PASSAGE |

Planning for additional capacity

  2.6  The analysis above identifies those parts of the network where capacity utilisation is at 90% or more. At these locations traffic growth is constrained and performance suffers. This is not consistent with developing a railway that can deliver substantial lasting improvements in performance and solutions must be sought. Railtrack is working with the SRA to develop proposals for enhancing capacity, and it will be for the SRA to then decide which of these they wish to see developed further. Low cost solutions include changing the timetable and lengthening trains; higher cost solutions involve building new infrastructure.

  2.7  The SRA and Railtrack have commenced a thorough review of the basis on which the timetable is constructed with the aim being to improve the utilisation of the network and the reliability of services. This work is being carried out in conjunction with TOCs. Route reviews for the Greater Manchester area and the Trans-Pennine routes are planned to be implemented in summer 2004.

  2.8  Railtrack has already worked with TOCs in the North to lengthen trains; a recent example being the PTE/SRA sponsored lengthening of Class 333 trains on the Leeds suburban routes. Other opportunities to lengthen trains may emerge from the re-franchising process—Railtrack is closely involved with the SRA and bidders on the development of proposals for the Trans—Pennine and Northern franchises.

  2.9  Larger scale enhancements listed in the SRA strategic plan as being either underway or in the pipeline over the next 10 years include:

    —  East Coast Mainline upgrade.

    —  Gauge enhancement Liverpool-Manchester-Yorkshire-Humber ports to allow deep sea containers and lorry trailers to be conveyed to/from the east coast and Mersey area ports.

    —  Capacity enhancements—South Humberside to Doncaster to allow rail to handle increased volumes of freight tonnage through the Humber ports and reopening of the Brigg line for regular operation of freight traffic.

    —  Additional platform at Manchester Airport station/

  2.10  It should also be noted that in line with the review of engineering and asset management policies which has taken place since Hatfield (October 2000), Railtrack plans to increase its maintenance and renewal spend on all parts of the network. This planned expenditure increase for 2002/03 (up 23% on 2001-02) is expected to be reflected in activity in the North and to result in improvements to overall levels of reliability and performance.

  Alan Bloom, Chris Hill, Scott Martin and Mike Rollings were appointed Joint Special Railway Administrators of Railtrack PLC on 7th October 2001.

  The Joint Special Railway Administrators act as agents of the company and without personal liability.

TO DO |
1. Please reproduce a part of the capacity planning text word for word, beginning at the words "2.10  It should also" and stopping after "reliability and performance.".
2. According to the capacity planning text, which trains were lengthened on the Leeds suburban routes?
The material after the capacity planning text has no part in this work.

DATA LINES |
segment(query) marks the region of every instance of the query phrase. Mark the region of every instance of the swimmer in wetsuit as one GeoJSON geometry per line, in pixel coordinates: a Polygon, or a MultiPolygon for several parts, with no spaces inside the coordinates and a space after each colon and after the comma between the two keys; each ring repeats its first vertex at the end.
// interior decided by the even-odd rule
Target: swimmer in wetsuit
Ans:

COMPLETED EXERCISE |
1.
2.10  It should also be noted that in line with the review of engineering and asset management policies which has taken place since Hatfield (October 2000), Railtrack plans to increase its maintenance and renewal spend on all parts of the network. This planned expenditure increase for 2002/03 (up 23% on 2001-02) is expected to be reflected in activity in the North and to result in improvements to overall levels of reliability and performance.

2. Class 333 trains.